▶ **WHAT YOU WILL DO**: Pick out and copy every line of the records below that contains the word "spectator", treating uppercase and lowercase letters as different.

A block of data
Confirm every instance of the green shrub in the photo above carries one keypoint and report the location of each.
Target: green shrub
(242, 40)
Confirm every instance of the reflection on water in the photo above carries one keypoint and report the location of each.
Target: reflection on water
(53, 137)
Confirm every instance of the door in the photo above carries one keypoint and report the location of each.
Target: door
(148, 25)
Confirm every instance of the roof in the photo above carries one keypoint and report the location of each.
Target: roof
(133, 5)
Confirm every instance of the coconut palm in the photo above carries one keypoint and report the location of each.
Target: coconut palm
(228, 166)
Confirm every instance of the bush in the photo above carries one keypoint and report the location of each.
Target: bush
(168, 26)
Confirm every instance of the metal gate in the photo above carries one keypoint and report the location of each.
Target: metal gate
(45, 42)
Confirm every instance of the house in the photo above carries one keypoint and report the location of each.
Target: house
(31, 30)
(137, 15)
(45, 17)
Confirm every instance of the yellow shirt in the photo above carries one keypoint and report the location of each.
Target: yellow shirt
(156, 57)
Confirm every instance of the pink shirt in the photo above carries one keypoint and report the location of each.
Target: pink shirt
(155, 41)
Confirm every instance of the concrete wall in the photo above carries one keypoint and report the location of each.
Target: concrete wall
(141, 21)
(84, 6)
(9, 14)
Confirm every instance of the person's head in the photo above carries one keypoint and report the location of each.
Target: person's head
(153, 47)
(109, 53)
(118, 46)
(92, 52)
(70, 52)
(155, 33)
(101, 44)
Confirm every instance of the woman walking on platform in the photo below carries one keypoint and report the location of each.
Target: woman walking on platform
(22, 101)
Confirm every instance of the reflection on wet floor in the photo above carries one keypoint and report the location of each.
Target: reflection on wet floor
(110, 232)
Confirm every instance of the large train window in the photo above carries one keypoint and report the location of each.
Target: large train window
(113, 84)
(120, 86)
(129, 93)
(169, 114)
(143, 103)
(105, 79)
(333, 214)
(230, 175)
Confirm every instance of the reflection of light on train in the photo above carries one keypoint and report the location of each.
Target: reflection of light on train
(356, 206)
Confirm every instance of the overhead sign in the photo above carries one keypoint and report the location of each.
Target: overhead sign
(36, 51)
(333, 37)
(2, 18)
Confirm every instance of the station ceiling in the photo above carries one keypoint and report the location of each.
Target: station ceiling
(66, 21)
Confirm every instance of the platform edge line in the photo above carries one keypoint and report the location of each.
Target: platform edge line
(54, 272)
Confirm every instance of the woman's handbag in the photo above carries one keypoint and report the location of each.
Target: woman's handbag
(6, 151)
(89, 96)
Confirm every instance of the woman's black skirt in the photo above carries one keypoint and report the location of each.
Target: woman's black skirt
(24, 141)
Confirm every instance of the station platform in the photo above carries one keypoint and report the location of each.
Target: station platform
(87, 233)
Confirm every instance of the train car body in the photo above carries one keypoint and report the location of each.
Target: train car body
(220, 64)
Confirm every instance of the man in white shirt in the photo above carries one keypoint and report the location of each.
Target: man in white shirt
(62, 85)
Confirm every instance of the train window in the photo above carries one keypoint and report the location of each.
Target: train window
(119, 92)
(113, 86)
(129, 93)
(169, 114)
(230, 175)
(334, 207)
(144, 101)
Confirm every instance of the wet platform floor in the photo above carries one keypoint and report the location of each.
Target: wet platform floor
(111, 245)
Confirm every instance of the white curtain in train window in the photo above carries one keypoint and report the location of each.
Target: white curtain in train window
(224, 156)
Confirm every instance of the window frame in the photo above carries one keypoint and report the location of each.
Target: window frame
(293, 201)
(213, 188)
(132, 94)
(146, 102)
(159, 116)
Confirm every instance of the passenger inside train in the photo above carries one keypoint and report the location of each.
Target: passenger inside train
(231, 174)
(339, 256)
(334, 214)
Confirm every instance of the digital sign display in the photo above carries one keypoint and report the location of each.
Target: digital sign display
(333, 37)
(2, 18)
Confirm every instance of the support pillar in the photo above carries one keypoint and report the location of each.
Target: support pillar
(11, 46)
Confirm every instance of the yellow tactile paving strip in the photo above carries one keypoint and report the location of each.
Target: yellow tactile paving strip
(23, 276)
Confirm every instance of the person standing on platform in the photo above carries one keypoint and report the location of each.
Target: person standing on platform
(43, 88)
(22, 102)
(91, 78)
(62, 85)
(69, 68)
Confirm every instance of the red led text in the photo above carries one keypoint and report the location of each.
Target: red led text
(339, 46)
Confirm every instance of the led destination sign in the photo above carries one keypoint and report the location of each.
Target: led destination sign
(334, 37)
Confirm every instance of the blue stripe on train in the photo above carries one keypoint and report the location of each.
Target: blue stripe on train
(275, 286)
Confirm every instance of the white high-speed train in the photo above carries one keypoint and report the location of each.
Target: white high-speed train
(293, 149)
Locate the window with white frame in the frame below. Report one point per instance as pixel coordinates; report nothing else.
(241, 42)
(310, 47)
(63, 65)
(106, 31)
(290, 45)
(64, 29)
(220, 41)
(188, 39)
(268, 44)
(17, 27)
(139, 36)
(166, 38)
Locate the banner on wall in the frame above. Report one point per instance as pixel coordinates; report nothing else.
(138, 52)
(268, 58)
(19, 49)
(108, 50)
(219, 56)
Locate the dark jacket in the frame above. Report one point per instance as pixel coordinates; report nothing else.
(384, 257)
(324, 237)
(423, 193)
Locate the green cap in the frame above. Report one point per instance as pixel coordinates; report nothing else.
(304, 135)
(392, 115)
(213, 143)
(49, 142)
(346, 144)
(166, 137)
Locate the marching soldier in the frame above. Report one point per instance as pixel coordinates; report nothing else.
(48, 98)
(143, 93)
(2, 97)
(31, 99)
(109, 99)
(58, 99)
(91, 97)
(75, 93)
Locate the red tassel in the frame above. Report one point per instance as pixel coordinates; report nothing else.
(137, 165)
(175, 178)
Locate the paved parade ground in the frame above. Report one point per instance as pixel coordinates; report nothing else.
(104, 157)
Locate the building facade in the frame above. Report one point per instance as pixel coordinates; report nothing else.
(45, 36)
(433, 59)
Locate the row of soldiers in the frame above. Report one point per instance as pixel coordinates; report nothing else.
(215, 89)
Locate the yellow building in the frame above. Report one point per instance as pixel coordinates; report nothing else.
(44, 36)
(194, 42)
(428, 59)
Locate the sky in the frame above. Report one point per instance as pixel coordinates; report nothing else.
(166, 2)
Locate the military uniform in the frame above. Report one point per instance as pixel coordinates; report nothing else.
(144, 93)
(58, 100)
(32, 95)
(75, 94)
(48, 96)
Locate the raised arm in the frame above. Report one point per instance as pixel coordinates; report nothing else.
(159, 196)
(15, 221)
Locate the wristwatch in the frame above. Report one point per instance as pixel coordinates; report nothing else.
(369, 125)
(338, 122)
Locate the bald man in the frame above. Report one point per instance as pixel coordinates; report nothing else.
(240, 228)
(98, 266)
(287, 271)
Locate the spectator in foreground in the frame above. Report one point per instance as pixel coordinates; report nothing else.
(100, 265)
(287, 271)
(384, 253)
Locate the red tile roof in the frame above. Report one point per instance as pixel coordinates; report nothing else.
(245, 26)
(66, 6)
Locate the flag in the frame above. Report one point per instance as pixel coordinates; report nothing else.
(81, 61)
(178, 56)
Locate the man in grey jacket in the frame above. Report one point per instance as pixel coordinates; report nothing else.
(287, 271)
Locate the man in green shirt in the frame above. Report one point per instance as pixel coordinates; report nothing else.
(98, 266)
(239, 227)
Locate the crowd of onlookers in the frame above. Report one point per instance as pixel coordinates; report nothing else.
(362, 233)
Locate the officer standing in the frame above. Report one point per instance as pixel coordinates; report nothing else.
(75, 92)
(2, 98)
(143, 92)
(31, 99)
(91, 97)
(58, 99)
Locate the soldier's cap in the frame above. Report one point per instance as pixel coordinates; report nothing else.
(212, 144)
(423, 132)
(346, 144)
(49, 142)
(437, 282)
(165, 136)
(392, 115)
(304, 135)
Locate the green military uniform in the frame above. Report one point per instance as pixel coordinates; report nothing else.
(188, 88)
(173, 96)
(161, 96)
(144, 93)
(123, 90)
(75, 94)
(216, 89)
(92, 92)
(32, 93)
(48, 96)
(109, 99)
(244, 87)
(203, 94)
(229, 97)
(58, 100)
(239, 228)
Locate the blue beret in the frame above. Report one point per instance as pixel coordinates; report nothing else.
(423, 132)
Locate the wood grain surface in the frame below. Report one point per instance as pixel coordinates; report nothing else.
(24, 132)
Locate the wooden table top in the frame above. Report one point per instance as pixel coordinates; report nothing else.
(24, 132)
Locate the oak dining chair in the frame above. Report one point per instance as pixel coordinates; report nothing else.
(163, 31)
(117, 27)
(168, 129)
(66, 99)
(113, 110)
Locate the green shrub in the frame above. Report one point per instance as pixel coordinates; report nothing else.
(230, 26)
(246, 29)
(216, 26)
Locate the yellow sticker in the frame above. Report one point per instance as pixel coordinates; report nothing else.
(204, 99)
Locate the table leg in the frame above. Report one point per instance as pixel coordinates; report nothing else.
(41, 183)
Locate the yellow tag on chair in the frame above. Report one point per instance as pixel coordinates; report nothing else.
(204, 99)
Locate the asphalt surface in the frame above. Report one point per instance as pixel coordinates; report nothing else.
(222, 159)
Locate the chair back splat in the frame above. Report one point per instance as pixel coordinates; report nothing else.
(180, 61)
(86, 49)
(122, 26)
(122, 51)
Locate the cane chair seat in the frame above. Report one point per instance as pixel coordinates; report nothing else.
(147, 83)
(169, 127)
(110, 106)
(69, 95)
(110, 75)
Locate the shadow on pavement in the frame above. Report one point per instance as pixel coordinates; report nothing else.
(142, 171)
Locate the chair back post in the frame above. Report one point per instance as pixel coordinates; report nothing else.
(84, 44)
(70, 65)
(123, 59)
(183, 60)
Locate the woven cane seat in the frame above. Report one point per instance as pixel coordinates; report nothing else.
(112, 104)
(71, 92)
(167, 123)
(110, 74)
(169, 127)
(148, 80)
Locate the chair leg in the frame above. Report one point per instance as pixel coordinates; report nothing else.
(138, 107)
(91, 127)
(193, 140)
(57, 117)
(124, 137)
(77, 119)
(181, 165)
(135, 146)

--

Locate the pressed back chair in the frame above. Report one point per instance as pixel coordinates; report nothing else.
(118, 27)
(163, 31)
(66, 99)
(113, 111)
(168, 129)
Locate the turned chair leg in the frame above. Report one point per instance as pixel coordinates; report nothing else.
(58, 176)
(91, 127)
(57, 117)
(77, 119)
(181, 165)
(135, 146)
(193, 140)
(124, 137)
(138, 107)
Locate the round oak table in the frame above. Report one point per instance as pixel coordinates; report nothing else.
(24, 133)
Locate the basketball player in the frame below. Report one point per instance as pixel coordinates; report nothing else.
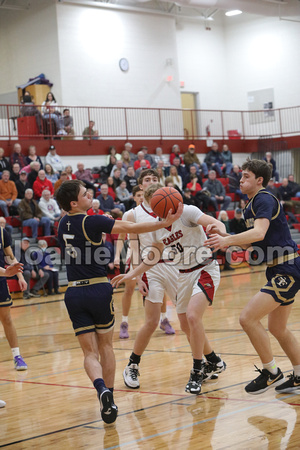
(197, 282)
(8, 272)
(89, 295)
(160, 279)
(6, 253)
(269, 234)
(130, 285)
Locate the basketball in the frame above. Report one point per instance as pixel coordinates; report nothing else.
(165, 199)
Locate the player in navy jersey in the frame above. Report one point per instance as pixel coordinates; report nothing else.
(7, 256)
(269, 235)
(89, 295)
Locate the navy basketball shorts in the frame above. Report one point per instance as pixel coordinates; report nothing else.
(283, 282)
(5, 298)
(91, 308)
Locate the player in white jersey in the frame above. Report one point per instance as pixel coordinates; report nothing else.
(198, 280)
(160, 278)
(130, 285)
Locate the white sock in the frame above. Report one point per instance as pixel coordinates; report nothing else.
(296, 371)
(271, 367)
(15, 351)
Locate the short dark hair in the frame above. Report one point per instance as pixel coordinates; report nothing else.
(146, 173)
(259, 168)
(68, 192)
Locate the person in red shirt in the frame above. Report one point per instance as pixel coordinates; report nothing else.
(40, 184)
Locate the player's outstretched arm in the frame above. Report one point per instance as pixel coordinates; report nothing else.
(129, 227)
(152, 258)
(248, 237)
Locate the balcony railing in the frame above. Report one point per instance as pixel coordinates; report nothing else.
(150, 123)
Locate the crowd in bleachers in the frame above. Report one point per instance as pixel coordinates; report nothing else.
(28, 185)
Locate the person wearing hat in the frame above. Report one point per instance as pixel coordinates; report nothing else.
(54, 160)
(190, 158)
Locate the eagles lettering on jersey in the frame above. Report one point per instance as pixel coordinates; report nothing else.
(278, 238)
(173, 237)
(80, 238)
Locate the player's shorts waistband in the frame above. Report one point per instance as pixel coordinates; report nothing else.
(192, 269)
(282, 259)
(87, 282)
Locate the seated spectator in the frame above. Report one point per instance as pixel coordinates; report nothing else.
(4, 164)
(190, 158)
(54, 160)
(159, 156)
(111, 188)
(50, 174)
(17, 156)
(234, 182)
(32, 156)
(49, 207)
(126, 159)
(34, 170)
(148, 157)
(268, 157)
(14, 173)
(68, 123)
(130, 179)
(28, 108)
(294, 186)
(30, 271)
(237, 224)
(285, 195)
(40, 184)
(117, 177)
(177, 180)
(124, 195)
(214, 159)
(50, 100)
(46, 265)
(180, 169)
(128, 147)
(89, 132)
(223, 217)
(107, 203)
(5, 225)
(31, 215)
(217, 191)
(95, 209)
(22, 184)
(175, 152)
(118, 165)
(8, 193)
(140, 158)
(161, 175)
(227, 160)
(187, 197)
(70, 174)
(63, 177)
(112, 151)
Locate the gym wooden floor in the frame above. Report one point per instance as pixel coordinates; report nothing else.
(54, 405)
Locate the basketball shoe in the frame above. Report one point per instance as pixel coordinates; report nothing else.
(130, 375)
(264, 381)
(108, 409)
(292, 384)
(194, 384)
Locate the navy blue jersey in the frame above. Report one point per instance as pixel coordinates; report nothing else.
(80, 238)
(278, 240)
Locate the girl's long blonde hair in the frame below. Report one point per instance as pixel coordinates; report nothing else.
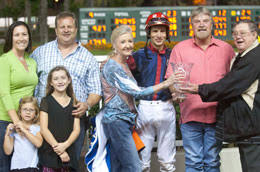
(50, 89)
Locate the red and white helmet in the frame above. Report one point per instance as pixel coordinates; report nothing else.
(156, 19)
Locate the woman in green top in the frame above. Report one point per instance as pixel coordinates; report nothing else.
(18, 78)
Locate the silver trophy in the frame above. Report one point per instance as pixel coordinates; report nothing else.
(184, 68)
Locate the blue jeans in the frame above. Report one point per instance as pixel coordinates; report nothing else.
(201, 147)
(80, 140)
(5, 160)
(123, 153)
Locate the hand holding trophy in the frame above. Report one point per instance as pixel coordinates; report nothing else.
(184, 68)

==

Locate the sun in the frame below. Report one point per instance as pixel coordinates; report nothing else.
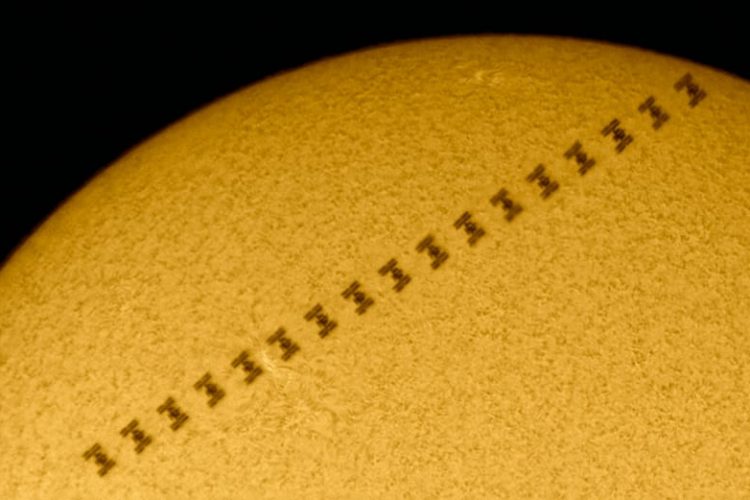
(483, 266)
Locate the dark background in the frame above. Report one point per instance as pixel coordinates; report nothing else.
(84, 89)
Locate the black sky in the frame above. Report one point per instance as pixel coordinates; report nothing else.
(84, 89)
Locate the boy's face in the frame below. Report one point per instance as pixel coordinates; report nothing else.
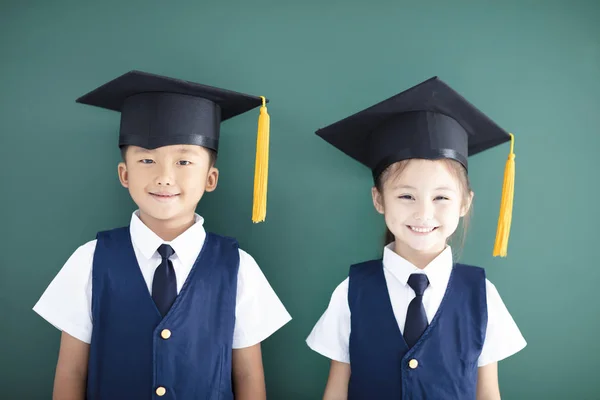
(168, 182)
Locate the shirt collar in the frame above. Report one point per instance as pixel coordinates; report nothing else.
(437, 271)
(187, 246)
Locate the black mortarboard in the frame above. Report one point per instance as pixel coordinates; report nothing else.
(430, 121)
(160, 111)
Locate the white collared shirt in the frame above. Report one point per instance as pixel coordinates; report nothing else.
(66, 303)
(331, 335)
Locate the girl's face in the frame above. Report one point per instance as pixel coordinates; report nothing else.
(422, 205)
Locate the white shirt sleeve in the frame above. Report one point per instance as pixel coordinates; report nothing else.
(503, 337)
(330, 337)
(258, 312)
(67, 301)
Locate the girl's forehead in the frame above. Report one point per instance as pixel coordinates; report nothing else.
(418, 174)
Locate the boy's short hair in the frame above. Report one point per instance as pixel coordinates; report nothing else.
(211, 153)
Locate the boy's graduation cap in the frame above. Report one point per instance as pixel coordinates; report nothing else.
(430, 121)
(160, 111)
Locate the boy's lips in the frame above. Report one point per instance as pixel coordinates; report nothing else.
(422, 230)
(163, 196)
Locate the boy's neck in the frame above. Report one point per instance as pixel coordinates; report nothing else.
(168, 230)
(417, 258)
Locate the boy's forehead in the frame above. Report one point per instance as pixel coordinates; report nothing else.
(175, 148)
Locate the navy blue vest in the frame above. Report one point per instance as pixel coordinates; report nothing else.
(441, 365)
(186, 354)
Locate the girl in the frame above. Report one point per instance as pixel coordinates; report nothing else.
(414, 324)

▶ **TASK RESULT**:
Locate the spectator in foreground in the frame above. Report one point per instance as pixel coordinates; report nothing else.
Locate the seated spectator in the frame above. Report one point per instance as pixel coordinates; report nothing else.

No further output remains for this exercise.